-- BEGIN --

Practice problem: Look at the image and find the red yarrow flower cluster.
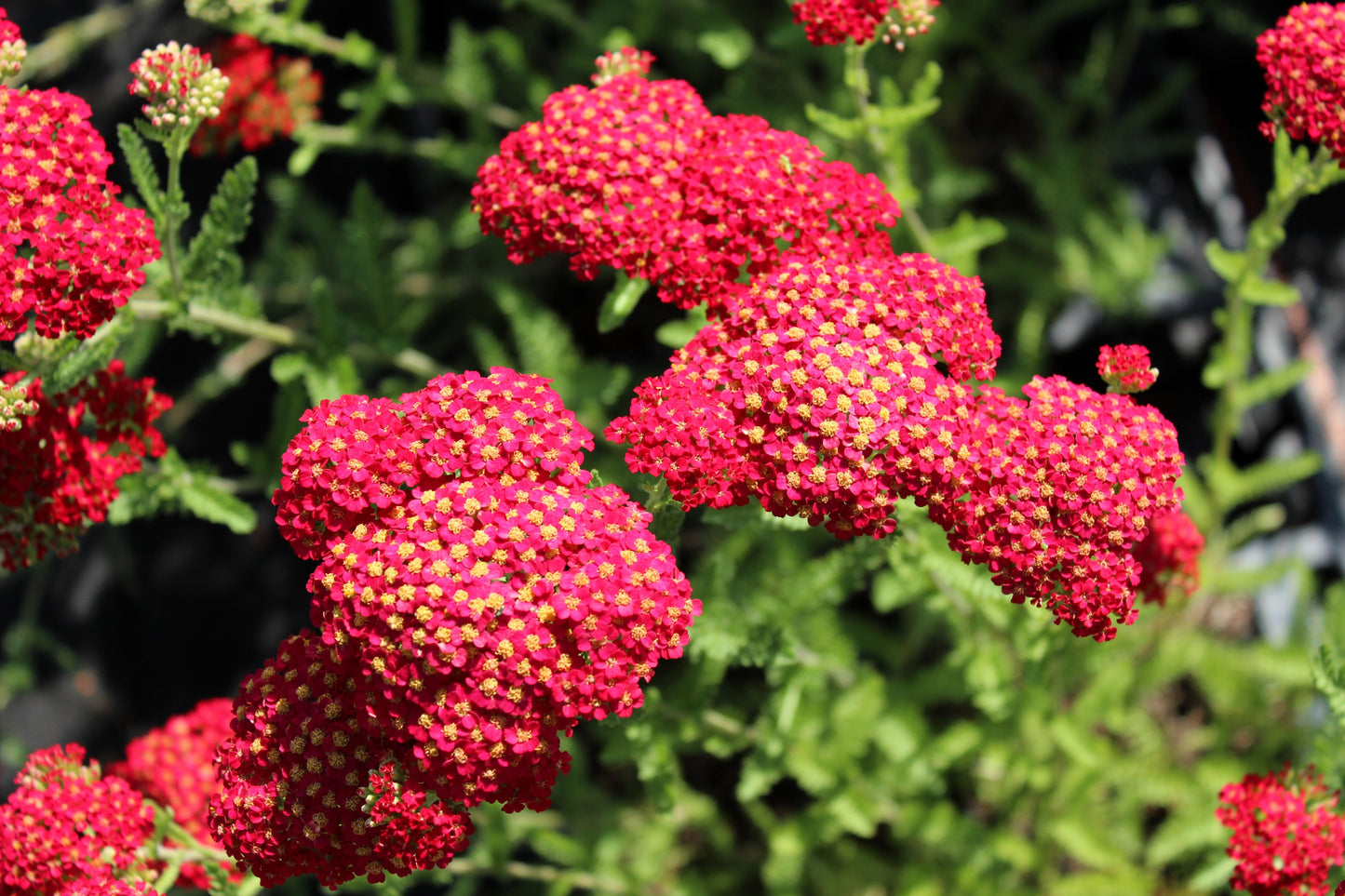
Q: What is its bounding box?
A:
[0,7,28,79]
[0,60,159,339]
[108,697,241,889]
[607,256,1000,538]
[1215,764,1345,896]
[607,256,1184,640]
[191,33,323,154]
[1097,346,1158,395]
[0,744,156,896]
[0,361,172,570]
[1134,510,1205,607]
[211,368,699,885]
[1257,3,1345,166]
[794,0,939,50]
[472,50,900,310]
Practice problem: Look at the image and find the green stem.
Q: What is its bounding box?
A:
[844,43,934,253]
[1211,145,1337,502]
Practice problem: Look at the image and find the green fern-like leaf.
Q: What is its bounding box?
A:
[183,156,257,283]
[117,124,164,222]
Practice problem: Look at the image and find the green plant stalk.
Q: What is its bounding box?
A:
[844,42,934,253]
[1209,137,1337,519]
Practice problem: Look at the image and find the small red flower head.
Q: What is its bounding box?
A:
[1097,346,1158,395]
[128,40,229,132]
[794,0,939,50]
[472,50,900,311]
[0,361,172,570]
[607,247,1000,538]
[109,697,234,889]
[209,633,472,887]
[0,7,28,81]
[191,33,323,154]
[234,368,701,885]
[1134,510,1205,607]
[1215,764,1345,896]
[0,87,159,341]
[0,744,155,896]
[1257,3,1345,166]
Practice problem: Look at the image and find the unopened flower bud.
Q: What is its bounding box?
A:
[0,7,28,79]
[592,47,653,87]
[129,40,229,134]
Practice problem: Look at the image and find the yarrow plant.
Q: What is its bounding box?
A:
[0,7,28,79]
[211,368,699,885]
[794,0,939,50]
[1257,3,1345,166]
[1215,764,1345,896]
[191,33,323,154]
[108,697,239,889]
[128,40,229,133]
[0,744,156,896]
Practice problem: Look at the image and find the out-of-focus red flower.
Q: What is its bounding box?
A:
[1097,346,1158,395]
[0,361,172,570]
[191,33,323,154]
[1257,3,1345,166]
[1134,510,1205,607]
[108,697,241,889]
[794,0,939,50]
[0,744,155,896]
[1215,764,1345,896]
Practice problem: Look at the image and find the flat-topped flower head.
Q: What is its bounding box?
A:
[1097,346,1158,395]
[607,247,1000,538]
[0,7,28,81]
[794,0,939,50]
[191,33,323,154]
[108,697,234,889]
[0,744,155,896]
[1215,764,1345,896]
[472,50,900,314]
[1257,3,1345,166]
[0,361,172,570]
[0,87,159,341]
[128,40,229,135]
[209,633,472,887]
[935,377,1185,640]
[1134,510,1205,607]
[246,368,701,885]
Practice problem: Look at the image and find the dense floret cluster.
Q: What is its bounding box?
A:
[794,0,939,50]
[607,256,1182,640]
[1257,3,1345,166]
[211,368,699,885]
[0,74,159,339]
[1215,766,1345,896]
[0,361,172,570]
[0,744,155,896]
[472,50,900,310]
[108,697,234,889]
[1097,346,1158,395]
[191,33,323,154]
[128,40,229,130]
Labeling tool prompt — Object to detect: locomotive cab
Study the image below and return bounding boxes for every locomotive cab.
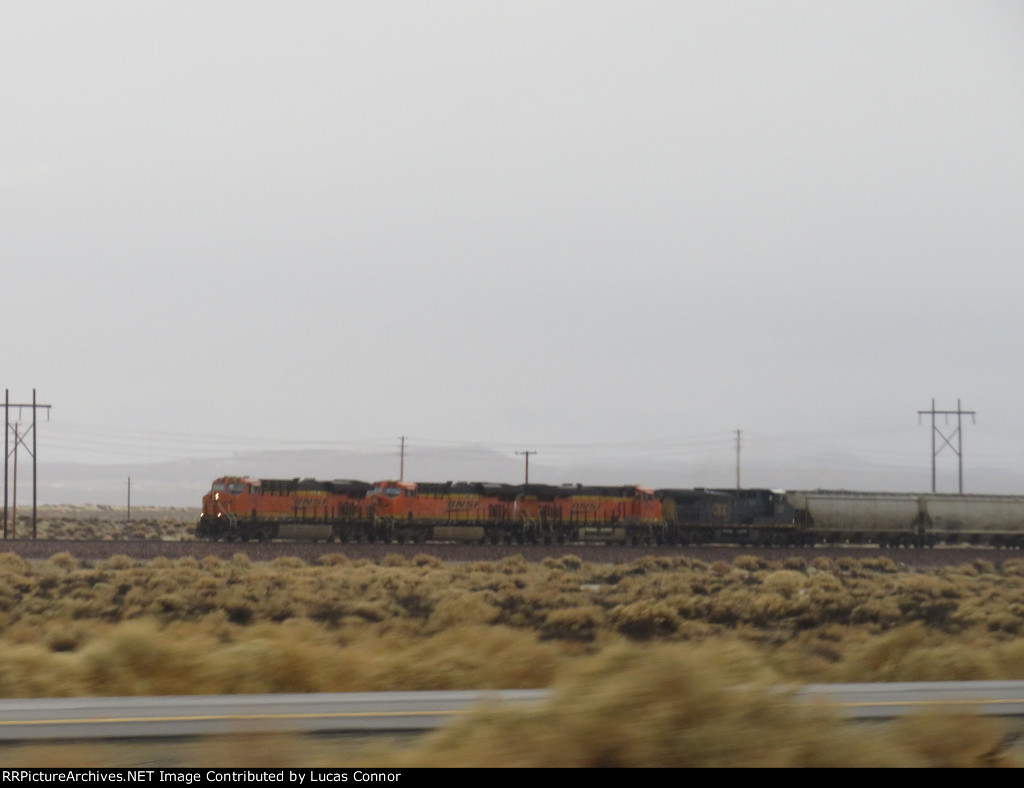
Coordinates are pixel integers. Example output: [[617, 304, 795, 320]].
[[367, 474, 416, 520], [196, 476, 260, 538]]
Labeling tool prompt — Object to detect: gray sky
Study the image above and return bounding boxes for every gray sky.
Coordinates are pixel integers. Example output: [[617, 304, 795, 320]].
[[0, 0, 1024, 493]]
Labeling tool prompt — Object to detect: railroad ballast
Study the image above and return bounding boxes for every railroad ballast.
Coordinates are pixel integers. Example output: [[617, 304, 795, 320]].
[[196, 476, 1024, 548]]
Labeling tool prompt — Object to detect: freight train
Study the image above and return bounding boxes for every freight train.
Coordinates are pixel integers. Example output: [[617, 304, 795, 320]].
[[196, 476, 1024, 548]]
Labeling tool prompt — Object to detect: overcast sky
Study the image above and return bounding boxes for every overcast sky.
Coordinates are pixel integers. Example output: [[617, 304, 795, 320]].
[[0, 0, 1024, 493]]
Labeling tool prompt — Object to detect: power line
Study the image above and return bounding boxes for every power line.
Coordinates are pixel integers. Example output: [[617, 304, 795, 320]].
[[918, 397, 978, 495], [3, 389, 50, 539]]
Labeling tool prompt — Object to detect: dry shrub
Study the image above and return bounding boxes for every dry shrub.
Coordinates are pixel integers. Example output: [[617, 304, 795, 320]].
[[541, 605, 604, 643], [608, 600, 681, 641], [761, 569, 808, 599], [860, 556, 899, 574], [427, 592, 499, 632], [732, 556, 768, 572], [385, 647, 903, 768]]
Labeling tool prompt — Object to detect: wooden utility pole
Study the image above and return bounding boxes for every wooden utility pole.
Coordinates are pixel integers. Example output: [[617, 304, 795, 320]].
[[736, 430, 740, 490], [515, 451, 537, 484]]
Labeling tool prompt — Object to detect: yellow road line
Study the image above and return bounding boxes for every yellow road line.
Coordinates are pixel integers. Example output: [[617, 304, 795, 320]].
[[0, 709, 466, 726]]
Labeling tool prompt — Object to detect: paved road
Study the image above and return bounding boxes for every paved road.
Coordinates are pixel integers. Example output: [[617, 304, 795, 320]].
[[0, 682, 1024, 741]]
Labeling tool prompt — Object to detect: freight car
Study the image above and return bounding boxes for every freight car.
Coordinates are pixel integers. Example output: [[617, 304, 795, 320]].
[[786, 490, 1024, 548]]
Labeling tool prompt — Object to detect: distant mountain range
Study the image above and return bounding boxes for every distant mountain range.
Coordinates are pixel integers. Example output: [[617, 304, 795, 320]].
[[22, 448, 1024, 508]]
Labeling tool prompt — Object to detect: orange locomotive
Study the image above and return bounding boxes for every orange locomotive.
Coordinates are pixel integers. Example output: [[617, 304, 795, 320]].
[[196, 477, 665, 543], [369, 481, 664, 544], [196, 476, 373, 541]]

-- END --
-- BEGIN --

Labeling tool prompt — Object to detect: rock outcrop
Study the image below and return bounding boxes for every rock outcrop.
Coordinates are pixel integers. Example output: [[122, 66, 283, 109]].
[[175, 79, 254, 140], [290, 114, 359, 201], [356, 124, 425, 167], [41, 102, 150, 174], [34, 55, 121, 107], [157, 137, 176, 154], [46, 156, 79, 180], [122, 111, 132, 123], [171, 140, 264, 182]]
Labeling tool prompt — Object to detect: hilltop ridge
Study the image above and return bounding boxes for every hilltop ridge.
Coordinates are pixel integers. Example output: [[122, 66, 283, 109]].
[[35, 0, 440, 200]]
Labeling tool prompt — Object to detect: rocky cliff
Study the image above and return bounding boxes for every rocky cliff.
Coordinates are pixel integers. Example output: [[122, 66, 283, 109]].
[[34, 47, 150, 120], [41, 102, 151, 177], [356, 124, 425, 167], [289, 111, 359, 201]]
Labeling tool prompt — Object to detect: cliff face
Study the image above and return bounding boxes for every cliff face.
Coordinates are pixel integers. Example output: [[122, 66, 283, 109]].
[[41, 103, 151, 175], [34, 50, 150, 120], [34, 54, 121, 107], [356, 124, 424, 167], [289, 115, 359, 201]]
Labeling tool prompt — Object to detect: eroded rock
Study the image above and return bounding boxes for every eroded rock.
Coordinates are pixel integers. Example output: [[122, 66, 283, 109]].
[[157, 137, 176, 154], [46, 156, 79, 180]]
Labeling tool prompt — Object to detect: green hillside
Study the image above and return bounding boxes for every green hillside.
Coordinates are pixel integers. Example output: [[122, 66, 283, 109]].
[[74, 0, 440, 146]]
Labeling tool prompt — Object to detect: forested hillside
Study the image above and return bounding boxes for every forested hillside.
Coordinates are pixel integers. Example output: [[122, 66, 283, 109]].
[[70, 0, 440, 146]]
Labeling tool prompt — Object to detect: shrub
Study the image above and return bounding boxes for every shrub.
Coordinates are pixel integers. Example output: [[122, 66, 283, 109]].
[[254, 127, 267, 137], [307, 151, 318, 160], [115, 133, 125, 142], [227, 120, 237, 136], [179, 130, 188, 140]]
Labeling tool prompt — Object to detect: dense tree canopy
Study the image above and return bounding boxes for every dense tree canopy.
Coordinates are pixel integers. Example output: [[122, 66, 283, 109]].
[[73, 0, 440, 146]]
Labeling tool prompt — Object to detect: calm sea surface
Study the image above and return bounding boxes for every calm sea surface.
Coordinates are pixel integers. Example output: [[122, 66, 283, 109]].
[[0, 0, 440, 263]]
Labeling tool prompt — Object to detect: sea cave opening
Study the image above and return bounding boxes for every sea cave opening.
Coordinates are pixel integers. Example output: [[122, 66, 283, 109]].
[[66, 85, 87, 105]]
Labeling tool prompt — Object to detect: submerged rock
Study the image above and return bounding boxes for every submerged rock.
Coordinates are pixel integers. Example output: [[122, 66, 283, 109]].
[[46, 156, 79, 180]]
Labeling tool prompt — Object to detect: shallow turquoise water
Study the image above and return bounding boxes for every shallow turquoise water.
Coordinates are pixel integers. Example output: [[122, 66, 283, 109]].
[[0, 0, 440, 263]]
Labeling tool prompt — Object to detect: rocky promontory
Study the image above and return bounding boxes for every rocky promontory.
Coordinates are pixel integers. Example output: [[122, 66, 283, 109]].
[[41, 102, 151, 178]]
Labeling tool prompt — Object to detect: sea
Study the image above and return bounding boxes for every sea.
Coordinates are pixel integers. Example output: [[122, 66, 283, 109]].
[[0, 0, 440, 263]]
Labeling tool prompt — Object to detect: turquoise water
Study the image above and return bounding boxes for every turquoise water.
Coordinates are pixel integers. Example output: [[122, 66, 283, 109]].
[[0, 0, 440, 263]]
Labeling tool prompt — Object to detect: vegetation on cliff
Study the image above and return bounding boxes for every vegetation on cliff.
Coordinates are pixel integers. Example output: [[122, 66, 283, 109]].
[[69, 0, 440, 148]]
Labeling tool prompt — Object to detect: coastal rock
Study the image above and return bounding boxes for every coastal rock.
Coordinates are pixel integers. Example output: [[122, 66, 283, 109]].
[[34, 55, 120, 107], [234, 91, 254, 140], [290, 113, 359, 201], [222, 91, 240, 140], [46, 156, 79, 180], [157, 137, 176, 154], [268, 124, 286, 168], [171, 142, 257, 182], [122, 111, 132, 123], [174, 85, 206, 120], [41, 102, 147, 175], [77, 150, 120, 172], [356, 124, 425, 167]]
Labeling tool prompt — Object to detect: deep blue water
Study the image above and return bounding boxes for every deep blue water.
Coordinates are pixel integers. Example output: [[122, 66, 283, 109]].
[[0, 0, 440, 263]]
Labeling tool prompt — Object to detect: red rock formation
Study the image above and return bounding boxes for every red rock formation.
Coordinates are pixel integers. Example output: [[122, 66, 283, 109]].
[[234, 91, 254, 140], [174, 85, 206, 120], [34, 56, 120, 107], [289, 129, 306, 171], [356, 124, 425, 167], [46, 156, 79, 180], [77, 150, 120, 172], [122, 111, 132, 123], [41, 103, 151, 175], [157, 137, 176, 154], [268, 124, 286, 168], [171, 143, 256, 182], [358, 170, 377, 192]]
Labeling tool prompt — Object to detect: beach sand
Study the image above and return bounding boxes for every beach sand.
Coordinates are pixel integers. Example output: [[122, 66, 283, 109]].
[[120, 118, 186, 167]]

-- END --
-- BEGIN --

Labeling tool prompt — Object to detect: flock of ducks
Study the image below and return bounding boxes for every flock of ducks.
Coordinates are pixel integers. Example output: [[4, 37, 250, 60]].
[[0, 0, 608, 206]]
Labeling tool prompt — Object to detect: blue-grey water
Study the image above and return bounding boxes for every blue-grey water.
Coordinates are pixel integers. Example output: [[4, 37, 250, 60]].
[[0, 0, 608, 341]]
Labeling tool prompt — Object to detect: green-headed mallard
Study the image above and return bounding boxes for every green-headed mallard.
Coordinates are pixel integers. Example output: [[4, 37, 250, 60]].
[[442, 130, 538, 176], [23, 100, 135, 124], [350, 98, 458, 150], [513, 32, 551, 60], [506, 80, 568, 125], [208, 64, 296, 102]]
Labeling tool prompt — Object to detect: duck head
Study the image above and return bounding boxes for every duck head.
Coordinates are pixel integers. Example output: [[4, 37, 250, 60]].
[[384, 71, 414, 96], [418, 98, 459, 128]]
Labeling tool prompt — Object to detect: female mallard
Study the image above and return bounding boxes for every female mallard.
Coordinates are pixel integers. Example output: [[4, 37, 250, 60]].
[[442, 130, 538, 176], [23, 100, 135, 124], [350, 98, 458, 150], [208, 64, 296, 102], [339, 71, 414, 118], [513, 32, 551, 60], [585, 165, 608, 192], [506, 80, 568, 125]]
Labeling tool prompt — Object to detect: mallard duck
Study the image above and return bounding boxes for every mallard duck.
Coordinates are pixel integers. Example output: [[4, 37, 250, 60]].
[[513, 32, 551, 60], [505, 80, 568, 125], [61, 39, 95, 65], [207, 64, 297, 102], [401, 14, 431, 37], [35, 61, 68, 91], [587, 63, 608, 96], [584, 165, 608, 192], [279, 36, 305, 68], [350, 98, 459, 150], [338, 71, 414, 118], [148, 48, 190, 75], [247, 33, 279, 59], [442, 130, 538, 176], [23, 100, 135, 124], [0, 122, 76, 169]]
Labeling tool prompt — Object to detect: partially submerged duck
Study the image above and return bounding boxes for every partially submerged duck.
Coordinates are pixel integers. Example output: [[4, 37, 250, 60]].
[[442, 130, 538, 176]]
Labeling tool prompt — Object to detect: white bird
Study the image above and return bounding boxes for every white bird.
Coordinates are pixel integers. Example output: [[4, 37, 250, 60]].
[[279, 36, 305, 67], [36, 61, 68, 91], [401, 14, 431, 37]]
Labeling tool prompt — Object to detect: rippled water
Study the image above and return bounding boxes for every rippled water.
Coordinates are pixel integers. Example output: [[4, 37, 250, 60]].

-- END --

**Exercise directions:** Please find each line in the data above that contains the word "promontory", and copy those lines out in full.

**Response:**
Labeling tool prompt — Object to detect: rocky promontory
Study the image above and return bounding boxes for every rocky promontory.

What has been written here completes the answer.